Extract to read –
● ● ● ● ● ● ●
Wednesday, June 29, 2011

ISTE 2011 Presentation

Today, Wednesday, June 29, I am be making a presentation at ISTE 2011, called, “Challenging the Challengers”.  This will tell the story of my efforts to cultivate the Challenge Based Learning  through a formal professional development program.  We had our ups and downs, but finished our time together with several CBLish challenges ready for next year.  These projects involve all grade levels at our high school and most of our academic disciplines.  The process has already had a significant impact on our school culture.
● ● ● ● ● ● ●
Supplied entries –
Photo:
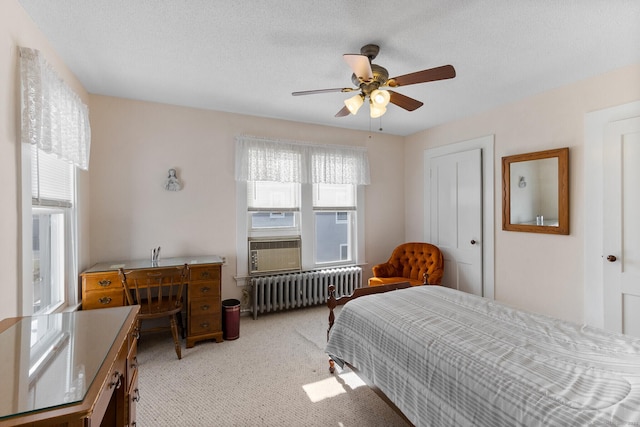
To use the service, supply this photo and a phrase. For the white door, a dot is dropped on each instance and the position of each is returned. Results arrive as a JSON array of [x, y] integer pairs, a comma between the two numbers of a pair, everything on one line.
[[621, 216], [456, 217]]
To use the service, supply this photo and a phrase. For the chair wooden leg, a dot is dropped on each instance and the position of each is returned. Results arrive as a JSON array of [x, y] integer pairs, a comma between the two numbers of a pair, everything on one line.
[[174, 332], [181, 325]]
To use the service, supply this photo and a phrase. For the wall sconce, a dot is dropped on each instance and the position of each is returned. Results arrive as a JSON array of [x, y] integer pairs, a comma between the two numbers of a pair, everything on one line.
[[521, 182]]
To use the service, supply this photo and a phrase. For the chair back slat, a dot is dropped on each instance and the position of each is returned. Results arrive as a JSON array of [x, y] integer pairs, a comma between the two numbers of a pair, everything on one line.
[[156, 291]]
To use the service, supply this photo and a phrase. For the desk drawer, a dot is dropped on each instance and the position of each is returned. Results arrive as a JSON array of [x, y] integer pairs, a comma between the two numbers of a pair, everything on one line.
[[101, 281], [204, 273], [104, 299], [205, 324], [205, 306], [204, 290]]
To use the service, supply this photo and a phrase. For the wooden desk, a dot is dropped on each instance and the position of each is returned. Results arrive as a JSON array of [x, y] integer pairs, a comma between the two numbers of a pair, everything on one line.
[[69, 369], [101, 288]]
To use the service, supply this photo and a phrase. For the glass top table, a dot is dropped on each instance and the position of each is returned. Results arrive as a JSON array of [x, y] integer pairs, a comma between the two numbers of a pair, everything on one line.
[[51, 360]]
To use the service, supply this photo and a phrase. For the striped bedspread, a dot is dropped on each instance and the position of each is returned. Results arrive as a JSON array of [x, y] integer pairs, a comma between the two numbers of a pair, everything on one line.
[[448, 358]]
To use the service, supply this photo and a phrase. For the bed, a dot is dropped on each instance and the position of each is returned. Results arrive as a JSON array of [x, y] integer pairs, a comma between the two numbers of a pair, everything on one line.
[[446, 358]]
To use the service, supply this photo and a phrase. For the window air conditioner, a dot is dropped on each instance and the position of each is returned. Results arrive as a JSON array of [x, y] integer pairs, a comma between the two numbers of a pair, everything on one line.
[[274, 255]]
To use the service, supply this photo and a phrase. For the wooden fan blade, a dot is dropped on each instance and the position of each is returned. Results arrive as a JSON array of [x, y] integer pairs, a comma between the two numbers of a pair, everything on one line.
[[312, 92], [432, 74], [344, 112], [361, 67], [404, 101]]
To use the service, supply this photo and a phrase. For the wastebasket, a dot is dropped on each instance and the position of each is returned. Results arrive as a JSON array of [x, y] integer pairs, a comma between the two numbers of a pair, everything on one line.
[[231, 319]]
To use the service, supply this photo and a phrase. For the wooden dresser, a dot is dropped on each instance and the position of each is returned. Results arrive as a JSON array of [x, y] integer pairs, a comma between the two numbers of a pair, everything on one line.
[[101, 288], [70, 369]]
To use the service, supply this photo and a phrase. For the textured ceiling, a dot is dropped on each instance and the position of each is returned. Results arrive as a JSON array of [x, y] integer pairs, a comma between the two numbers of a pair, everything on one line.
[[248, 56]]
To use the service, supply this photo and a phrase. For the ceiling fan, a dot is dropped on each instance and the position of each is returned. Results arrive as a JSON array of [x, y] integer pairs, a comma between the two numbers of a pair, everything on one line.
[[372, 79]]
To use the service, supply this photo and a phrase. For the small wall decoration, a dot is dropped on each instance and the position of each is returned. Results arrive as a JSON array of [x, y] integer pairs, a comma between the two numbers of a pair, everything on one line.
[[172, 183]]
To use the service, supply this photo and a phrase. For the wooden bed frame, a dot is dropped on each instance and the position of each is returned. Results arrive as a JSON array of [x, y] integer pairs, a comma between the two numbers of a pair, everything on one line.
[[333, 302]]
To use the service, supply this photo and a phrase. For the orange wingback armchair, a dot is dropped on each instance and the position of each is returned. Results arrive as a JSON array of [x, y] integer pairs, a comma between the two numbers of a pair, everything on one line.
[[409, 262]]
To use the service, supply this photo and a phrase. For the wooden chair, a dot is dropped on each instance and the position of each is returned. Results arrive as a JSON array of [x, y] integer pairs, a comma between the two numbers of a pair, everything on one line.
[[159, 294]]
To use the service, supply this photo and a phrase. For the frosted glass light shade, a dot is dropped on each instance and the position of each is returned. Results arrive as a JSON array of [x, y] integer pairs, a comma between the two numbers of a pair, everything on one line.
[[376, 111], [354, 103], [380, 98]]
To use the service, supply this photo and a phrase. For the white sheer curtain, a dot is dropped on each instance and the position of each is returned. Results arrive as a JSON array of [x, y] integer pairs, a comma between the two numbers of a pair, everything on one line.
[[261, 159], [53, 116]]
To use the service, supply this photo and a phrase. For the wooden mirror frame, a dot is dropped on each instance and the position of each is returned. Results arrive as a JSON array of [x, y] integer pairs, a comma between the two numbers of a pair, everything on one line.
[[563, 192]]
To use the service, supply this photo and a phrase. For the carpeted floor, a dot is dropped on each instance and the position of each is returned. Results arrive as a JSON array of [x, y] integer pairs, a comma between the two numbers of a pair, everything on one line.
[[275, 374]]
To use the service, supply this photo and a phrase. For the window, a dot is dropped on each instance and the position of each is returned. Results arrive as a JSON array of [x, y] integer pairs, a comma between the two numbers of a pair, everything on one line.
[[277, 209], [56, 137], [52, 219], [316, 192], [273, 207], [333, 205]]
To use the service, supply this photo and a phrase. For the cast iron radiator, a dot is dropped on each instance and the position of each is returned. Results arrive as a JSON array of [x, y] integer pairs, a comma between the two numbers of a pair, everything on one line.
[[301, 289]]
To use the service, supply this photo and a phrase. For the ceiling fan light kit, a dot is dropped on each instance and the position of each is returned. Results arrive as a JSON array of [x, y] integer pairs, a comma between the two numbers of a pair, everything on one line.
[[354, 103], [370, 78]]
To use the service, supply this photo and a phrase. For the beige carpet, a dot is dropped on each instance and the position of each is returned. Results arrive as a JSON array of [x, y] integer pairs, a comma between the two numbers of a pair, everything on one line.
[[275, 374]]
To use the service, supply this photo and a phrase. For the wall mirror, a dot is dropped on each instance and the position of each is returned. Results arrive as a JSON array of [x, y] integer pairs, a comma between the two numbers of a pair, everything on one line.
[[535, 192]]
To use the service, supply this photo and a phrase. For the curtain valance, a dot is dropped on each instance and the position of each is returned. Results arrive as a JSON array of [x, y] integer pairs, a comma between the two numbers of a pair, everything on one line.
[[261, 159], [53, 116]]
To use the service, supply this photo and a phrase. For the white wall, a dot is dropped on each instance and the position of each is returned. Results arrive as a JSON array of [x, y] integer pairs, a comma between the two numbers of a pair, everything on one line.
[[17, 29], [135, 143], [537, 272]]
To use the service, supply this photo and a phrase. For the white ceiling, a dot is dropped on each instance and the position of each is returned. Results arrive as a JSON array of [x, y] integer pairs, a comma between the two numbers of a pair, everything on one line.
[[248, 56]]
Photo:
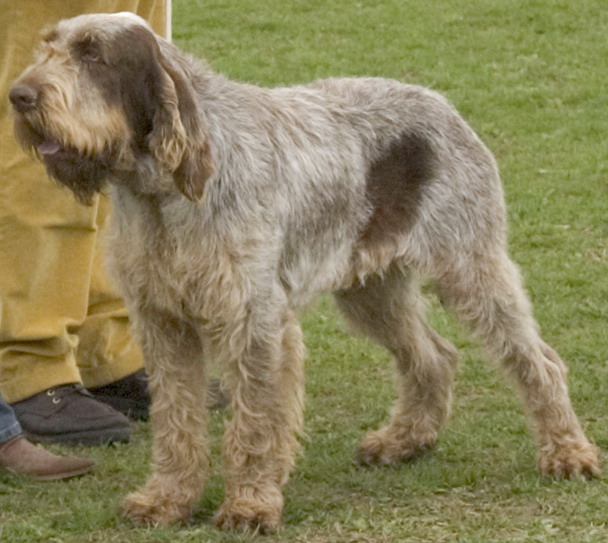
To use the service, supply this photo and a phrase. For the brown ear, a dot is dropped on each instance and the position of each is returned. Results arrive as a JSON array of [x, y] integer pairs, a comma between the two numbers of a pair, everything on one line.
[[179, 138]]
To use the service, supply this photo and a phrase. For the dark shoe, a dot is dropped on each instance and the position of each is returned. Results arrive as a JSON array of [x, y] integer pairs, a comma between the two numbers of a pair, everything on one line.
[[70, 414], [23, 458], [129, 395]]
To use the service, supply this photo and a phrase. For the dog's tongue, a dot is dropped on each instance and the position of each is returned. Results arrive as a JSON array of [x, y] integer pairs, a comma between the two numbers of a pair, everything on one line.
[[49, 147]]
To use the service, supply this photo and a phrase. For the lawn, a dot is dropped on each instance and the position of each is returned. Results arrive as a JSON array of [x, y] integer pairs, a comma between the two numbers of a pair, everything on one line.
[[530, 77]]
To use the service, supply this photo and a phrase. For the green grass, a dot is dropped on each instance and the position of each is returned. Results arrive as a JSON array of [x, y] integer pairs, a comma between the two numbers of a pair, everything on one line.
[[530, 78]]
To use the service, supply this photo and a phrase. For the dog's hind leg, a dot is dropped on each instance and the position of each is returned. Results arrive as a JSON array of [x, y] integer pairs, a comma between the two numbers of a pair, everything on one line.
[[173, 356], [260, 444], [390, 309], [485, 291]]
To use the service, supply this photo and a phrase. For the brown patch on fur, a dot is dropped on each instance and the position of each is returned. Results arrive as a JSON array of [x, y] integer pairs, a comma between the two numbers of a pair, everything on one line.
[[394, 187]]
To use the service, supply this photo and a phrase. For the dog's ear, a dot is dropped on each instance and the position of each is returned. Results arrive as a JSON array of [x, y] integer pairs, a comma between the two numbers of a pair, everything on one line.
[[179, 138]]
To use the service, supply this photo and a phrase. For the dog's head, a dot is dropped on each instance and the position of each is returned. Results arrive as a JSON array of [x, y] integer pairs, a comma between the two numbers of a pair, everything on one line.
[[104, 93]]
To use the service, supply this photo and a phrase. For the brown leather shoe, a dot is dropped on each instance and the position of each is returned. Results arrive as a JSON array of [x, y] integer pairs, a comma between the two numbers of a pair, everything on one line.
[[69, 414], [24, 458]]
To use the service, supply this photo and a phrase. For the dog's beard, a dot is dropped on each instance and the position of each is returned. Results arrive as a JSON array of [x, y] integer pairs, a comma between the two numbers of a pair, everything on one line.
[[84, 175]]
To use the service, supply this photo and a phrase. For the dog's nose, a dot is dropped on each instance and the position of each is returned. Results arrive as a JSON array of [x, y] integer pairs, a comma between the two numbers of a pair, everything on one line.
[[23, 97]]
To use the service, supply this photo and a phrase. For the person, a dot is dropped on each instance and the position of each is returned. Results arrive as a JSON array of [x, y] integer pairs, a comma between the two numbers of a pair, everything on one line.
[[18, 455], [63, 327]]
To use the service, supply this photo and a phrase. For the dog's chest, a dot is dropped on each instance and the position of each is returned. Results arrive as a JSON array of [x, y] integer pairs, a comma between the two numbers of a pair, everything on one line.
[[157, 261]]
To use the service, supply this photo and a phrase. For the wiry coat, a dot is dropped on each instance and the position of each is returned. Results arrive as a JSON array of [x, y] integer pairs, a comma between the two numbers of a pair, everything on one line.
[[236, 205]]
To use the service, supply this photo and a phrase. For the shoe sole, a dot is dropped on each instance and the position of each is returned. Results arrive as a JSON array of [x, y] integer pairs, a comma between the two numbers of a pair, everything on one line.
[[91, 438]]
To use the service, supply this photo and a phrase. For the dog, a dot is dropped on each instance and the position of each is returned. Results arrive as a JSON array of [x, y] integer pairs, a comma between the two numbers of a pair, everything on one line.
[[236, 205]]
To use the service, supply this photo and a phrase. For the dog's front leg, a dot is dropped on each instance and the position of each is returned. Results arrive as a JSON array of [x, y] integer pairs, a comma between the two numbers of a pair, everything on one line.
[[260, 443], [173, 357]]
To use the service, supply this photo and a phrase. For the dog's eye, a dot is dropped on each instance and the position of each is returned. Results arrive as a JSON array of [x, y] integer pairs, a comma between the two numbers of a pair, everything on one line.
[[89, 50]]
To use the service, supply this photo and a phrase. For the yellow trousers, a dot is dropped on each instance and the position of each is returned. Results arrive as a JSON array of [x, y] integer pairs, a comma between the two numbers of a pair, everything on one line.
[[61, 321]]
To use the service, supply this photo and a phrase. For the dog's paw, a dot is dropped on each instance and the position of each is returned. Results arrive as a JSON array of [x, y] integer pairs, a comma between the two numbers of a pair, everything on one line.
[[153, 510], [576, 460], [246, 515], [383, 448]]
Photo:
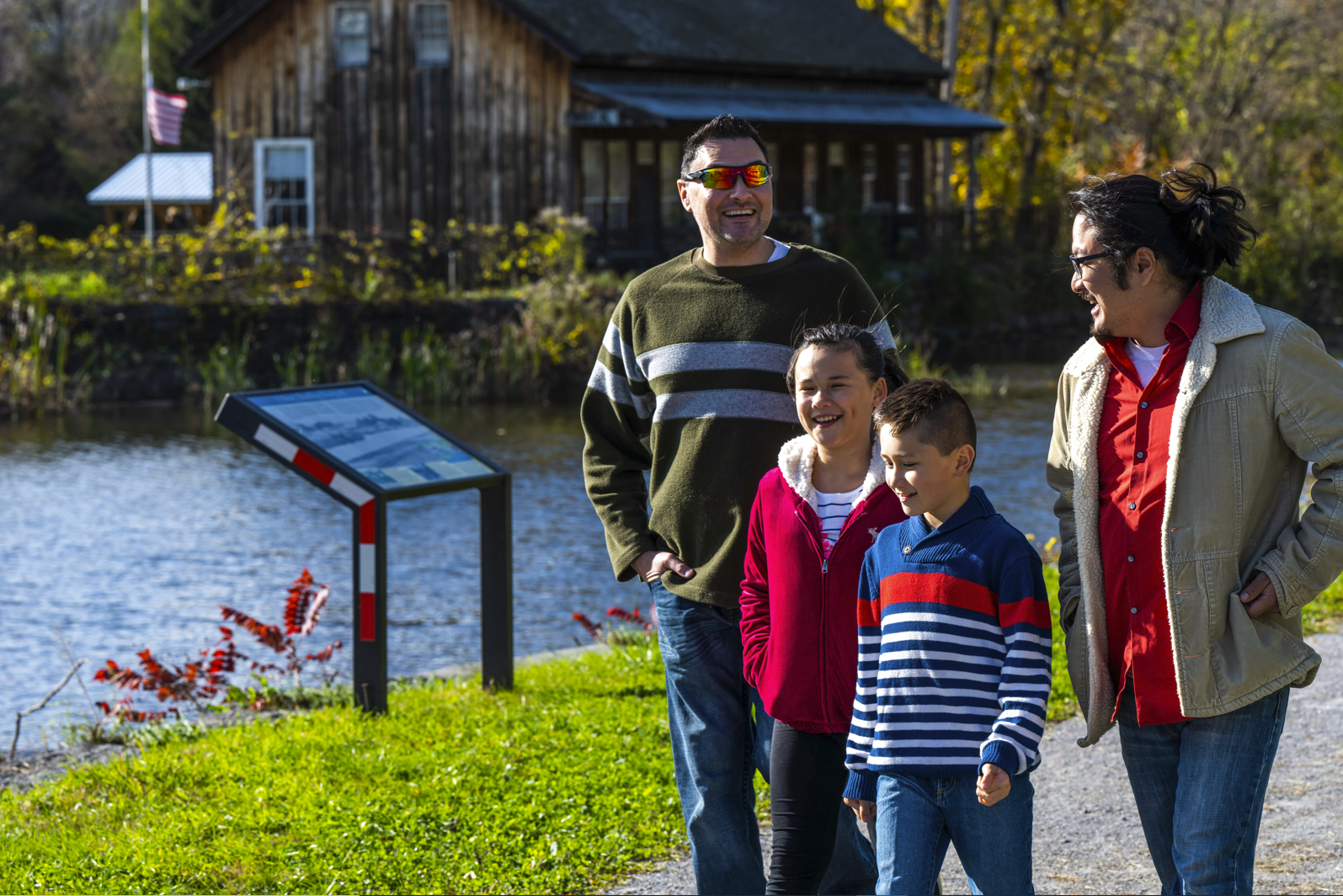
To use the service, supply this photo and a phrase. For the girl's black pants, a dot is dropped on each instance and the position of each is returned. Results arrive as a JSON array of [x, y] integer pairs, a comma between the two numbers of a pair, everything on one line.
● ● ● ● ● ● ●
Exercise 1 –
Answer from the ISTE 2011 post:
(a) What is the presentation called?
(b) Which grade levels do the projects involve?
(c) What has the process already had a significant impact on?
Exercise 2 – Can you turn the paragraph in the ISTE 2011 post that starts "Today, Wednesday, June 29" into a short list that keeps its main facts?
Exercise 3 – Repeat the part of the ISTE 2011 post starting at "ISTE 2011 Presentation" and ending at "our school culture.".

Output 1 –
(a) "Challenging the Challengers"
(b) All grade levels at the high school
(c) The school culture

Output 2 –
- The presentation "Challenging the Challengers" is being given at ISTE 2011 on Wednesday, June 29.
- It tells of efforts to cultivate Challenge Based Learning through a formal professional development program.
- The group had ups and downs but finished with several CBLish challenges ready for next year.
- The projects involve all grade levels at the high school and most academic disciplines.
- The process has already had a significant impact on the school culture.

Output 3 –
ISTE 2011 Presentation

Today, Wednesday, June 29, I am be making a presentation at ISTE 2011, called, “Challenging the Challengers”.  This will tell the story of my efforts to cultivate the Challenge Based Learning  through a formal professional development program.  We had our ups and downs, but finished our time together with several CBLish challenges ready for next year.  These projects involve all grade levels at our high school and most of our academic disciplines.  The process has already had a significant impact on our school culture.